■ **Work order**:
Answer these from the text on the WHO and a COVID-19 vaccine:
(a) How many vaccine candidates is the COVAX program funding?
(b) How many countries had signed up to COVAX as of mid-November?
(c) How many doses has the United States ordered, and from how many vaccine developers?

■ **Reading text**:
§
These changes to the regulations and funding structure of the WHO would require member states to accept obligations that they have, in the past, rejected. But the pandemic may well have changed what’s politically possible. COVID-19 has made clear that without reform, the WHO will be unable to meet its mandate to protect global health. Countries that were once reluctant to empower the body have had a vivid reminder of what happens when it fails.
The Vaccine Challenge
The next big challenge for the WHO will be ensuring the equitable distribution of a potential COVID-19 vaccine. The organization’s efforts on this front are a bright spot, but more will need to be done to help developing countries over the next year or two. The WHO is now a leading player in the COVAX program, which is funding the development and manufacture of nine vaccine candidates. Under the program, once a vaccine is approved, participating countries will receive doses allocated by their population size.
COVAX has proved remarkably successful so far, signing up, as of mid-November, 184 countries and raising its entire $2 billion target for 2020. But the program will not cover all of the developing world’s COVID-19 vaccine needs. More funding will be needed in 2021. And the total doses each country receives will be limited to 20 percent of its population, well below the number most scientists estimate will be necessary to establish herd immunity. That means governments will need to procure additional doses by themselves.
Poor countries may find themselves at the back of the line, behind rich countries with guaranteed national pre-orders. The European Union has agreed to a plan, together with several neighboring countries, to buy enough doses to vaccinate 40 percent of its population. The United States, which, along with Russia and eight other countries, has not joined COVAX, has placed orders for 600 million doses from four vaccine developers. And the United Kingdom, with a population about a fifth the size, has placed orders for 250 million doses. (Most of the leading vaccine candidates require two doses to be effective.)
If it is to ensure that the developing world receives sufficient quantities of any future vaccine, the WHO will need to coordinate more funding and ensure a reliable distribution plan. The incoming Biden administration may be open to joining COVAX (Biden’s campaign did not comment on the program specifically, but it committed to supporting the WHO). U.S. participation in COVAX would mean a big funding injection. Should the United States join, the remaining challenges for the venture will likely be logistical and technical – chiefly producing vaccines in sufficient quantities, and physically getting them to the people who need them.
COVAX is a good reminder that the WHO remains one of the few international forums able to coordinate more than 100 countries around a single goal. Should it succeed in distributing a vaccine widely, it will play a major role in ending the pandemic. That would be a signal achievement of multilateralism, a stark contrast with the world’s failure to work together when COVID-19 first appeared, and a model for how the WHO can and should operate in the future.
§
■ **Supplied information**:
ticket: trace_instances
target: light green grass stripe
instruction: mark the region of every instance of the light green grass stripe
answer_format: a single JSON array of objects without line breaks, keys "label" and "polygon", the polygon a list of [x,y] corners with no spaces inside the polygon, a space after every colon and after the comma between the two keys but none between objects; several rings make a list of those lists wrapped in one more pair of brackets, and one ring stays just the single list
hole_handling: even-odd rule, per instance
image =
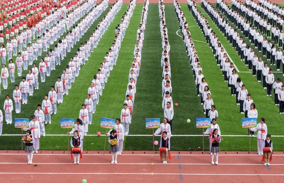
§
■ **Solution to the exercise**:
(a) Nine.
(b) 184 countries.
(c) 600 million doses from four vaccine developers.